* Given request:
Please copy out all of the records below, swapping "trowel" for "float" wherever it appears and changing nothing else. Leave the pictures out of your copy.

## START Given data

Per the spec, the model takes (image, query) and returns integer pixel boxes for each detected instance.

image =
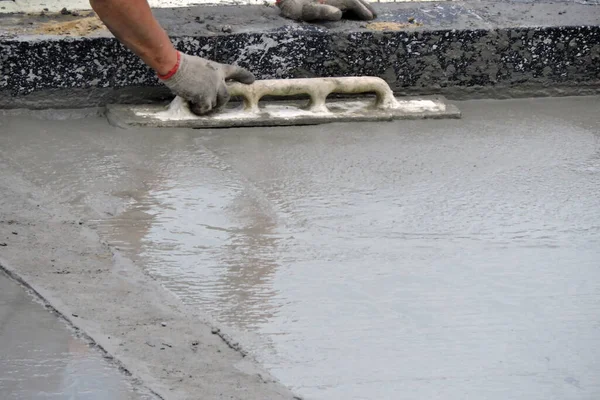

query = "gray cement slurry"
[0,97,600,400]
[0,272,156,400]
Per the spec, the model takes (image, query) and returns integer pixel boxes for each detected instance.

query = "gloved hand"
[159,53,254,115]
[277,0,377,22]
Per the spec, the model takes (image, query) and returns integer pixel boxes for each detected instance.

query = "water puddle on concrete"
[0,273,155,400]
[88,111,600,400]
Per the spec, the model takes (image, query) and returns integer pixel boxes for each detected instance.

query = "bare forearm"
[90,0,177,75]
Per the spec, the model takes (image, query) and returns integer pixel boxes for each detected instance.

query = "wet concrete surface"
[0,97,600,400]
[0,272,156,400]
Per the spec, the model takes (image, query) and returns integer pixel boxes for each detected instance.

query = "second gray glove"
[277,0,377,22]
[160,53,254,115]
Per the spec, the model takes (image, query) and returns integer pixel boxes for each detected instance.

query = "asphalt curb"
[0,0,600,108]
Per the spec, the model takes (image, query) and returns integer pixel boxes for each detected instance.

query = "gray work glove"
[160,53,254,115]
[277,0,377,22]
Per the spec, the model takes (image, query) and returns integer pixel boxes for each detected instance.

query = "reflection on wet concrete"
[5,98,600,400]
[0,273,154,400]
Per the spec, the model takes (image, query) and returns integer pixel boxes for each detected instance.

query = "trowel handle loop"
[227,76,396,112]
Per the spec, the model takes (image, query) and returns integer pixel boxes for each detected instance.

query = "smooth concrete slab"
[0,272,157,400]
[0,97,600,400]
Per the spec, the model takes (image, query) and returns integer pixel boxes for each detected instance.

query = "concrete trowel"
[106,77,461,128]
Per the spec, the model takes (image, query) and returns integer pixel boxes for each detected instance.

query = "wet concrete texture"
[0,97,600,400]
[0,272,156,400]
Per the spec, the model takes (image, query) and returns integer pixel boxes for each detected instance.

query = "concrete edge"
[0,1,600,108]
[0,159,299,400]
[0,258,165,400]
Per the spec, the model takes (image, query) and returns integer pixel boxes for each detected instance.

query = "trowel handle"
[227,76,396,112]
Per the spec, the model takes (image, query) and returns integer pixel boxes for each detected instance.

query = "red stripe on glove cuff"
[157,52,181,81]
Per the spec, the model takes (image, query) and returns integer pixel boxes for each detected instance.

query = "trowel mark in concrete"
[0,271,156,400]
[0,98,600,400]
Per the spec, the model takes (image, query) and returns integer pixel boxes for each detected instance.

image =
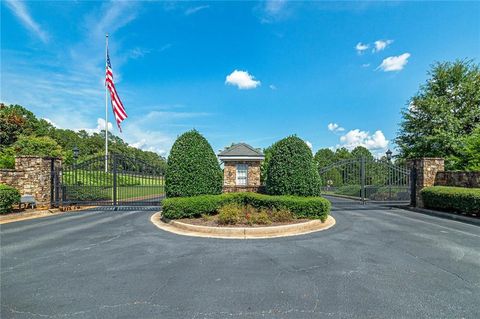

## END Given data

* Solution to this exercise:
Per the spec, the model takes (image, query) and returns integer pixel boxes for each detected instance.

image =

query = "gray cement slurry"
[0,97,600,400]
[0,272,156,400]
Per the spec, the model takes (image, query) and returns integer pixel boxes for each detected instance.

query = "gloved hand"
[159,53,254,115]
[277,0,377,22]
Per the spec, the model takes (image, query) and returns integer pixel boxes for each detected instance.

query = "water puddle on concrete"
[0,273,155,400]
[88,111,600,400]
Per the spec, the model takes (image, query) and returns integer pixel boxes for each detected instance.

query = "bare forearm"
[90,0,177,75]
Per the spec, the model takes (image, query) and returns integer pixel boxes for each detected instance.

query = "wet concrete surface"
[0,97,600,400]
[0,272,156,400]
Per the spec, the model takes (image, query) and returns integer pixel boxes for each detected instance.

query = "second gray glove"
[277,0,377,22]
[160,53,254,115]
Per the spec, the model takes (image, query) and returns integer pixel boxes for each detected instance.

query = "asphalt curb"
[0,0,600,108]
Per the spec, the model takes (image, query) and returns integer pixel boxes for each detected instance.

query = "gray work glove"
[160,53,254,115]
[277,0,377,22]
Per the spec, the model takes (image, query) and returns integer pixel boxes for each detected instance.

query = "reflection on wet concrete"
[5,98,600,400]
[0,273,154,400]
Per the spec, the model takes (image, query) and returns integer pixel boxes for each detected instance.

query = "float handle loop"
[227,76,396,112]
Per the spec, the model takes (image, query) and returns integer pixel boxes for each detected instance.

query = "smooth concrete slab"
[0,272,157,400]
[0,97,600,400]
Per the spec, the model takes (image, query) and returns integer pixel boxes for each detected instance.

query = "concrete float"
[106,77,461,128]
Per the spec, the model takes (image, query) and returns integer pixel boxes for each detected instance.

query = "wet concrete texture"
[0,97,600,400]
[0,272,156,400]
Per the spec, the model takes (image, query) and returns integer pixel boxes for each detected instance.

query = "concrete edge"
[0,1,600,108]
[0,159,299,400]
[0,258,165,400]
Per the spec, the model takes (image, query) and returns integer pixel boxes for each detected instance.

query = "float handle"
[227,76,396,112]
Per the spec, the model takes (image, query) and returns integer pixel boxes for each detected instance.

query = "red stripe on glove cuff"
[157,52,181,81]
Per the spec, the model takes (image, query) and returns integer pixel boxes for each detected instance.

query = "float mark in concrete"
[0,271,156,400]
[0,98,600,400]
Per the spec, the model takes (image, query) and returns integer pixel boxes for each detected instance.

image =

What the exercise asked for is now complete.